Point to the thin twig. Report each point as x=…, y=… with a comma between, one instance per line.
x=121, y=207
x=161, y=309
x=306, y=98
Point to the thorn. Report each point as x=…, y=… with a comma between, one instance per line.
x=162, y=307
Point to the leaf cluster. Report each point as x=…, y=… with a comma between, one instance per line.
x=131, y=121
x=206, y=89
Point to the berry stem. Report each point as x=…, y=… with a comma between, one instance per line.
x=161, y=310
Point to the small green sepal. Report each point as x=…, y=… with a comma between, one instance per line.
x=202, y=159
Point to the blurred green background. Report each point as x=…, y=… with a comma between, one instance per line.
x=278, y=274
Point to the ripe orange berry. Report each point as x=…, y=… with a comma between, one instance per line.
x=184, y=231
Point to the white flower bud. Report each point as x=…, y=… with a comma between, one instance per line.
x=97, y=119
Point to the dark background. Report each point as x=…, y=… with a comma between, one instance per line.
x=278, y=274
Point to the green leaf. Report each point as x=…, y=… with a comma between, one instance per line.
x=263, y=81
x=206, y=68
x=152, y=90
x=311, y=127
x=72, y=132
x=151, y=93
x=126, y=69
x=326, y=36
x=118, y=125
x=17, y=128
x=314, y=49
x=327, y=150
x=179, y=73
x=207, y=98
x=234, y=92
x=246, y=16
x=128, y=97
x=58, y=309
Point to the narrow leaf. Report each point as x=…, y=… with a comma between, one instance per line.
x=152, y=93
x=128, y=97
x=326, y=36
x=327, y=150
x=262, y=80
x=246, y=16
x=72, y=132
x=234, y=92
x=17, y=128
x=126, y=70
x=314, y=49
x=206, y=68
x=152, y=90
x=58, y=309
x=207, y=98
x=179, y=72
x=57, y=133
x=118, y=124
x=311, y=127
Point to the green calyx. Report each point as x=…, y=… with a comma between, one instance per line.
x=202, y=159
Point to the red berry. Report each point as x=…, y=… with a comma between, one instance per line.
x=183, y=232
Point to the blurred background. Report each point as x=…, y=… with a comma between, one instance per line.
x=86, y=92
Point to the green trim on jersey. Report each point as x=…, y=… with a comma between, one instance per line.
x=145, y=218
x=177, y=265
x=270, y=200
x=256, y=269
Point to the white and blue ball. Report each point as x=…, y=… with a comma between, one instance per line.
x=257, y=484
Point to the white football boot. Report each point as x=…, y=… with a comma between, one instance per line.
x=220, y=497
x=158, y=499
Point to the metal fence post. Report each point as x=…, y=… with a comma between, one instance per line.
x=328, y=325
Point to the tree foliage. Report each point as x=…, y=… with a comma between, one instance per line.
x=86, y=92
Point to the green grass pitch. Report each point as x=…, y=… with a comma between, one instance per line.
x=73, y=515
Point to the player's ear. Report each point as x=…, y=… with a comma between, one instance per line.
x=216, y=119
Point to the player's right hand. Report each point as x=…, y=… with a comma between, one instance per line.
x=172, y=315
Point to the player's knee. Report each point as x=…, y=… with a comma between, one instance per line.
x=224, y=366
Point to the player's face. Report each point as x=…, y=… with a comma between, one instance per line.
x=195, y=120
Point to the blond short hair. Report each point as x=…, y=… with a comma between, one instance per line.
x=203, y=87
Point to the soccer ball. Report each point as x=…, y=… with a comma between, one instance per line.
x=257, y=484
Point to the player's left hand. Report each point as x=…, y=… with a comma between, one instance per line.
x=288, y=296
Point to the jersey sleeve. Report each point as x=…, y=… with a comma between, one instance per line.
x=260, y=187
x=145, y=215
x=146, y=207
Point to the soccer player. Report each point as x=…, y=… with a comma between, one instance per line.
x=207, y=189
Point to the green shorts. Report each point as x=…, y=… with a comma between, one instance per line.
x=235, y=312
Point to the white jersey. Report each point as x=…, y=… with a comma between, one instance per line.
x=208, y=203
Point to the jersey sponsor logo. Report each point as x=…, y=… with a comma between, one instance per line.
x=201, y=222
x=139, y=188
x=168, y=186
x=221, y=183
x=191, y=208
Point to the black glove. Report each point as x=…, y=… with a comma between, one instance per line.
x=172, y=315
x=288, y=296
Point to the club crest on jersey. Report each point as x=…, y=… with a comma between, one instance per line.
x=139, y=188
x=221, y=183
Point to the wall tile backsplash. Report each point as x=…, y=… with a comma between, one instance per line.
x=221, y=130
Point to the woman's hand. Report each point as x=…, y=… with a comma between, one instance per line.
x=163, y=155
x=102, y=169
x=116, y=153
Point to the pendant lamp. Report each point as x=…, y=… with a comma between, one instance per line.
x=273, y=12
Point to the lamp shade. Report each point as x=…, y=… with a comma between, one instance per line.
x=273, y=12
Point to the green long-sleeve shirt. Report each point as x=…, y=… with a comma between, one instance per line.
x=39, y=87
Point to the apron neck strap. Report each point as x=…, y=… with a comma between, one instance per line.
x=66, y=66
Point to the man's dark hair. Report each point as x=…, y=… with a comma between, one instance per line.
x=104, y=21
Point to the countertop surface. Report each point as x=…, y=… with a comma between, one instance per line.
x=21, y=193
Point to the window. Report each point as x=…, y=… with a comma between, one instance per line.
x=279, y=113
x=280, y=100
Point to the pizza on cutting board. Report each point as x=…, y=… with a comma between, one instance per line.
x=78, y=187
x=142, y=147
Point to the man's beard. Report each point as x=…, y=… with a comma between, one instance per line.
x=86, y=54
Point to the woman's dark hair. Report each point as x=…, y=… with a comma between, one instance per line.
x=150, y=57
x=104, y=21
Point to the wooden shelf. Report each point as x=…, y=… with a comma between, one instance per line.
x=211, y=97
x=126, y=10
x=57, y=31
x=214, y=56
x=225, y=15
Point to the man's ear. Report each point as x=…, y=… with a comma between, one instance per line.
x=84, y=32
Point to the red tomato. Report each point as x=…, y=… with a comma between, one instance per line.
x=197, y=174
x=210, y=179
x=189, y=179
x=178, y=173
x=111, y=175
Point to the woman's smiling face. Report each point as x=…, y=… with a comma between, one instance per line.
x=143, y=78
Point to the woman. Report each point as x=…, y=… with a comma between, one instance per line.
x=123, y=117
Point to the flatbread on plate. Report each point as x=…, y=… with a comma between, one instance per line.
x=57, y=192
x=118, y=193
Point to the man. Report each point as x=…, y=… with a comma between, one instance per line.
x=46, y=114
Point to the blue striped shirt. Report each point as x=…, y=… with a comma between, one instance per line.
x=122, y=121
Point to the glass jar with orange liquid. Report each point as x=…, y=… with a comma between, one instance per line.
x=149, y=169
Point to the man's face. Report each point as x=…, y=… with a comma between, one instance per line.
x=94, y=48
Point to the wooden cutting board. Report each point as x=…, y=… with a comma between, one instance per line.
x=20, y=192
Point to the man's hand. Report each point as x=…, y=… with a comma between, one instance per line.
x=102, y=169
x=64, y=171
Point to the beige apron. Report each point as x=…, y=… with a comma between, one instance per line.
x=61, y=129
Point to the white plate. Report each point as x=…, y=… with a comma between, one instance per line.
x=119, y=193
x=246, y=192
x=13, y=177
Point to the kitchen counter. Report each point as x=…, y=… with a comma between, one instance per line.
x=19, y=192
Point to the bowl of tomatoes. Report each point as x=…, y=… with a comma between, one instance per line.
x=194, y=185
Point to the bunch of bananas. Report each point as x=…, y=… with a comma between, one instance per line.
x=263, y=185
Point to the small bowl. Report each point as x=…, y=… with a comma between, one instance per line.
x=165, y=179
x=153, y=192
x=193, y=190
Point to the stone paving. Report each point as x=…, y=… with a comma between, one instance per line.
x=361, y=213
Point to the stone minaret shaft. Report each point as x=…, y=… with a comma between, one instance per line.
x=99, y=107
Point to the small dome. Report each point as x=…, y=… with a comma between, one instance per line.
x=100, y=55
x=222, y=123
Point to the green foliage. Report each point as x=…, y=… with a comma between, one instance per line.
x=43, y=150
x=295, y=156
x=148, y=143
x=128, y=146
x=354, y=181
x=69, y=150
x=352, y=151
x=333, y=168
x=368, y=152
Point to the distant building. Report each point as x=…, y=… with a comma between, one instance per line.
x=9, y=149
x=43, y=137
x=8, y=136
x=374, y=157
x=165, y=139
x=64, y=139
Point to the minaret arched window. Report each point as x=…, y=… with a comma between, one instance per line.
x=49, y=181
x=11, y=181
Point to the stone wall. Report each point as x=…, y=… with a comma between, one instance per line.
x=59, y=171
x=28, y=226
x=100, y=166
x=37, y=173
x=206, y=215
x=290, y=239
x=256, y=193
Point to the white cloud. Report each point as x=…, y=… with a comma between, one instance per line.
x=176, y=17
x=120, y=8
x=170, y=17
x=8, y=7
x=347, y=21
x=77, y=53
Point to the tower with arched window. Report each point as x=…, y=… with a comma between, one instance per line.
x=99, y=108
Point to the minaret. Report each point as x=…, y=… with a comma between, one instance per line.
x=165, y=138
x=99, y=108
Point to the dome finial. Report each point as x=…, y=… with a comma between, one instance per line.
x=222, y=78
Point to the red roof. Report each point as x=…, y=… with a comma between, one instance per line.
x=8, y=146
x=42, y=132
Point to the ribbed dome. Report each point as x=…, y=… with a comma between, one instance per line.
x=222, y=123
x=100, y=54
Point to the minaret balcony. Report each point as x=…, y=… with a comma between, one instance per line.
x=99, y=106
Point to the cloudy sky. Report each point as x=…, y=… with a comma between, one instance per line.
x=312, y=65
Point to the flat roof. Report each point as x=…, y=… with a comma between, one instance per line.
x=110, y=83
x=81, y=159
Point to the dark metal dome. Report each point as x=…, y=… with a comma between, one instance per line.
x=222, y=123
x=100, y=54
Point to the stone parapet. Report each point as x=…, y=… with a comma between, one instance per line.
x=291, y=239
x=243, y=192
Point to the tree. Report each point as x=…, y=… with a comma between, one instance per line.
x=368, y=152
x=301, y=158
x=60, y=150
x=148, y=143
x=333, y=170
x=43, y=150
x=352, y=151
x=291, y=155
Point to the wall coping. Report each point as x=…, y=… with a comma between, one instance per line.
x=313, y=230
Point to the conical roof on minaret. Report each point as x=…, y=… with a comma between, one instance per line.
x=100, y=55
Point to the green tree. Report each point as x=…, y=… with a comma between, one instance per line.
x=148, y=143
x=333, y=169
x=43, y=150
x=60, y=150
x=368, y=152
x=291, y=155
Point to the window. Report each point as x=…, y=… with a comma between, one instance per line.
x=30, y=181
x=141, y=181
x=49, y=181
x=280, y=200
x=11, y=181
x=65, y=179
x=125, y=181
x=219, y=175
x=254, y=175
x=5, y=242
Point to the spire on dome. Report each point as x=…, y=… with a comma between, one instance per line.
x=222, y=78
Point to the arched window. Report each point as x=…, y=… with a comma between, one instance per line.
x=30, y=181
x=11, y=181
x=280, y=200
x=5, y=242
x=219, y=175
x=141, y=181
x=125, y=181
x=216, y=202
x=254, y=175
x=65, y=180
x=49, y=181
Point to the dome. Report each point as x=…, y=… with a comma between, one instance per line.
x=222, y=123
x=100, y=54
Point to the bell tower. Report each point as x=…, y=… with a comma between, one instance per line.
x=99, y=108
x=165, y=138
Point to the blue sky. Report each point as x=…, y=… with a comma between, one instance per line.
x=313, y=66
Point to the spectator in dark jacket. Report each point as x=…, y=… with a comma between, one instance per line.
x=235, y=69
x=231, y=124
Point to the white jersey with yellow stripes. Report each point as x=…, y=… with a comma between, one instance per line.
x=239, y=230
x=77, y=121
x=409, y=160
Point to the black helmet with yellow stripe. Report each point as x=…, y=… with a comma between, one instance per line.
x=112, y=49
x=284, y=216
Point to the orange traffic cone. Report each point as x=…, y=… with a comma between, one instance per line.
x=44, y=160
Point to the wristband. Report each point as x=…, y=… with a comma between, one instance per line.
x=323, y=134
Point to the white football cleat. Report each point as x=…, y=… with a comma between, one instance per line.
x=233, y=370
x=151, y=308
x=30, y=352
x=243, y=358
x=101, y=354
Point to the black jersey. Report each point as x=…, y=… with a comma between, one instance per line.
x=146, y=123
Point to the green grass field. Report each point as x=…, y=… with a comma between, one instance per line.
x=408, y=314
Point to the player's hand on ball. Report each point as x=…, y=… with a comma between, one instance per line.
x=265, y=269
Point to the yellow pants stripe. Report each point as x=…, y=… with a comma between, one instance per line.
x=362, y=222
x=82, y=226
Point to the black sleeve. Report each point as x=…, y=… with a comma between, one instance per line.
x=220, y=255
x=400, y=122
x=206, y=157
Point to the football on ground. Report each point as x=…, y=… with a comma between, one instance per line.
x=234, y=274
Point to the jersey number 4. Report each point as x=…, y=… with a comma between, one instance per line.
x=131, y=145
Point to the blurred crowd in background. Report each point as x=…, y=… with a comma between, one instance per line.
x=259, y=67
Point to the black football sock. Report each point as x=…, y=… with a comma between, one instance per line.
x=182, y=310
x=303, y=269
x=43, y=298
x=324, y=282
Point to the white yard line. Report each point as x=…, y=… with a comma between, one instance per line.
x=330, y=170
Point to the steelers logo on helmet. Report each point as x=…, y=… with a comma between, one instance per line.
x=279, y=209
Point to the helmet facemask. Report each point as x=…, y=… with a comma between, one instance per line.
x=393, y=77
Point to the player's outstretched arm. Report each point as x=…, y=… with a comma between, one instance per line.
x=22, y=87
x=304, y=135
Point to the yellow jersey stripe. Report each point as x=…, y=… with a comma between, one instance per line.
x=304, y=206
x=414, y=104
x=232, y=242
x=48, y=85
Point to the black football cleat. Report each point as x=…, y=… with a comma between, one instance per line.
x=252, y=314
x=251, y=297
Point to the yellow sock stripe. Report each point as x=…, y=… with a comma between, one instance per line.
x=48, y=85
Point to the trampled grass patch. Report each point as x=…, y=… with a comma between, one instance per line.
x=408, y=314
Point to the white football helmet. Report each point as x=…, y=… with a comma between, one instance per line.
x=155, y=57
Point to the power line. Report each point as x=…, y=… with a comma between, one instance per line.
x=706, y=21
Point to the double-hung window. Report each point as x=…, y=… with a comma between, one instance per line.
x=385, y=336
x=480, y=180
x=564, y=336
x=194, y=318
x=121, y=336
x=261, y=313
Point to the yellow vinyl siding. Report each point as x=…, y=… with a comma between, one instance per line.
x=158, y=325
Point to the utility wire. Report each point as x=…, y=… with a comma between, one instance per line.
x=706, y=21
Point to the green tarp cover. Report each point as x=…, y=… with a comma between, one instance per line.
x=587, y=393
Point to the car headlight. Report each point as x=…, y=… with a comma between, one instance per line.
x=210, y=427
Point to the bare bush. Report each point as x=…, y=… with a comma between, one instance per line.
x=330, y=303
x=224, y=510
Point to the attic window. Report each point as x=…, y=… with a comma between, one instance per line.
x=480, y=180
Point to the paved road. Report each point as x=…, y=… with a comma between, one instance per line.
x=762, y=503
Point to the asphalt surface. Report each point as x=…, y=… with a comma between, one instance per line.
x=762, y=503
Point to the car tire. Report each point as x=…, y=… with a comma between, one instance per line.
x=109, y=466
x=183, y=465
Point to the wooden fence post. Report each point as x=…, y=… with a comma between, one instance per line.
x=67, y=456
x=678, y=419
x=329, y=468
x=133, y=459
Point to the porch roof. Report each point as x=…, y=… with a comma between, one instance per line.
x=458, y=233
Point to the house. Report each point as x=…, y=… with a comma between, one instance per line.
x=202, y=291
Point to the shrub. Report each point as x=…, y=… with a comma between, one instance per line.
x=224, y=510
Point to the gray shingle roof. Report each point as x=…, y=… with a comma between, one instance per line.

To be done.
Copy out the data above without changes, starting with the line that contains "Point to the countertop" and going on through the line that contains "x=142, y=147".

Output.
Point to the countertop surface. Report each point as x=…, y=… with a comma between, one instance per line.
x=21, y=193
Point to the window. Report each point as x=…, y=… with a comma between, one instance per line.
x=279, y=113
x=280, y=100
Point to the pizza on cutting board. Report each point as x=…, y=… with a comma between, one instance per line.
x=78, y=187
x=142, y=147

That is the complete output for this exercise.